Text shown |
++++++++++

Four Basic Ways To Recycle A Webcomic Story Arc

2017 Artwork Recycling story arcs article sketch

Well, although it won’t appear here until early June, I started making another webcomic mini series shortly after finishing the first draft of this article.

This mini series will be slightly similar to an older webcomic story arc of mine from 2013(which can be seen here, here and here). Here’s a preview of the new mini series:

The mini series should start appearing here in very early June.

The mini series should start appearing here in very early June.

Since this could potentially be one of the closest things I’ve done to remaking my old comics in quite a while, I thought that I’d talk about several of the ways that you can recycle your old comics into new ones.

1) Keep the premise, ditch everything else: One of the best ways to keep a remake of one of your older comic updates or story arcs fresh is to keep the basic premise of it but change everything else. If your story arc revolved around your characters visiting somewhere then keep the location the same but change what happens there.

If your previous story arc was from a few years ago, then set your current story arc in the present day. If you’ve introduced new characters since you finished the old story arc, then add them to the new version of it (if it works in context, of course).

++++++++++

Task | In the article on recycling webcomic story arcs, what year is the older story arc that the new mini series will resemble from?

(Point placement records)

++++++++++

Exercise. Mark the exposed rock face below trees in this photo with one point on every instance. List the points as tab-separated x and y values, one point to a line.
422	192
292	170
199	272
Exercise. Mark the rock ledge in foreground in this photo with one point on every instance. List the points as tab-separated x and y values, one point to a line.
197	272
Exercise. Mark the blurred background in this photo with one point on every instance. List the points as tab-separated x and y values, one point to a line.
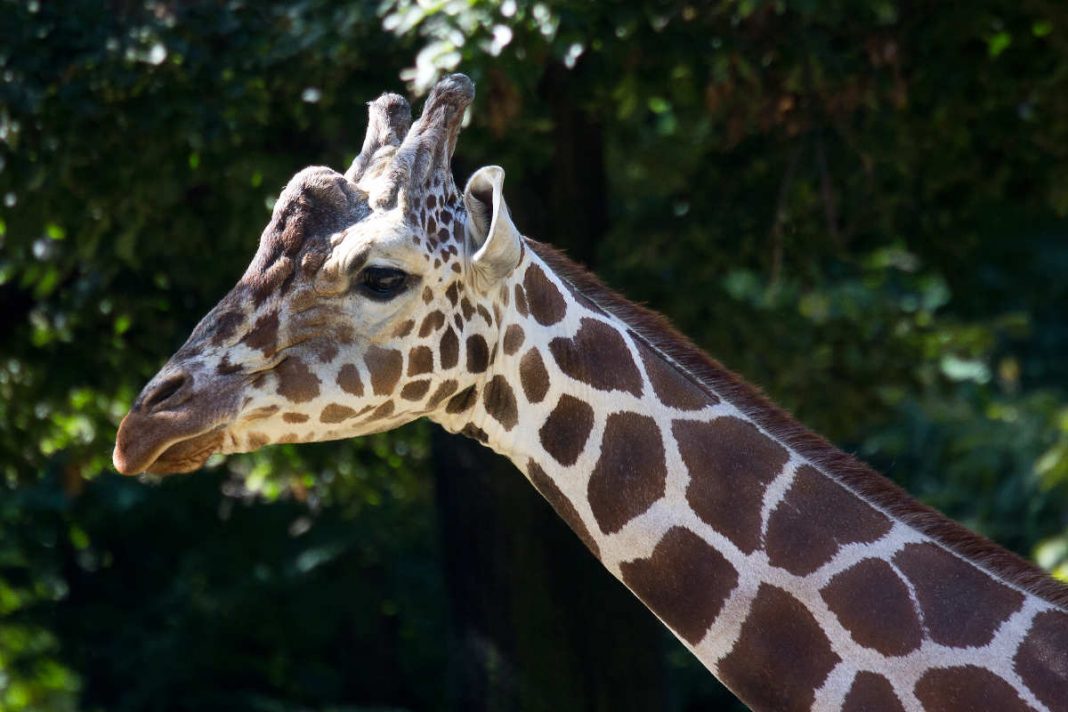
860	205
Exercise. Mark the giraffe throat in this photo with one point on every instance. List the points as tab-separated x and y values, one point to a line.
797	575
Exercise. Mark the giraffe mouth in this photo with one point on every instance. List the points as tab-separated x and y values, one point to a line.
165	443
187	455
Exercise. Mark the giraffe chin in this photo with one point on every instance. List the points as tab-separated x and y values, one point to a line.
137	452
187	455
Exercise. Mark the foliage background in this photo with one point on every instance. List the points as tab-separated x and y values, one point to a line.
858	204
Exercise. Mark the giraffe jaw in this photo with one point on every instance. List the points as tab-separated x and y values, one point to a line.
163	448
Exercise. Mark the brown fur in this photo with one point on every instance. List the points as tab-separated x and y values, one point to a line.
852	474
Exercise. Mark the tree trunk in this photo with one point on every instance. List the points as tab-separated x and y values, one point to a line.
537	622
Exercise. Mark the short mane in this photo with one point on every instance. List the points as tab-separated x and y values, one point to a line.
858	477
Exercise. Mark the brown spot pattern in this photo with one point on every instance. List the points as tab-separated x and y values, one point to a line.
960	604
731	463
597	356
461	400
477	354
967	687
335	413
383	365
420	361
672	388
782	655
513	338
432	322
446	389
404	329
225	326
1041	661
473	431
870	693
264	334
521	305
546	303
561	504
630	473
533	376
296	382
685	582
415	390
816	517
257	440
348	379
566	430
450	349
873	603
500	402
382	411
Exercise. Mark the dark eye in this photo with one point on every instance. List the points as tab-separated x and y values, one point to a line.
382	283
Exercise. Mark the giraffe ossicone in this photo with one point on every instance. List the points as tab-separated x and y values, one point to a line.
796	574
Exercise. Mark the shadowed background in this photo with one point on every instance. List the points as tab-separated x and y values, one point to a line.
859	205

++++++++++

Correct response | 2013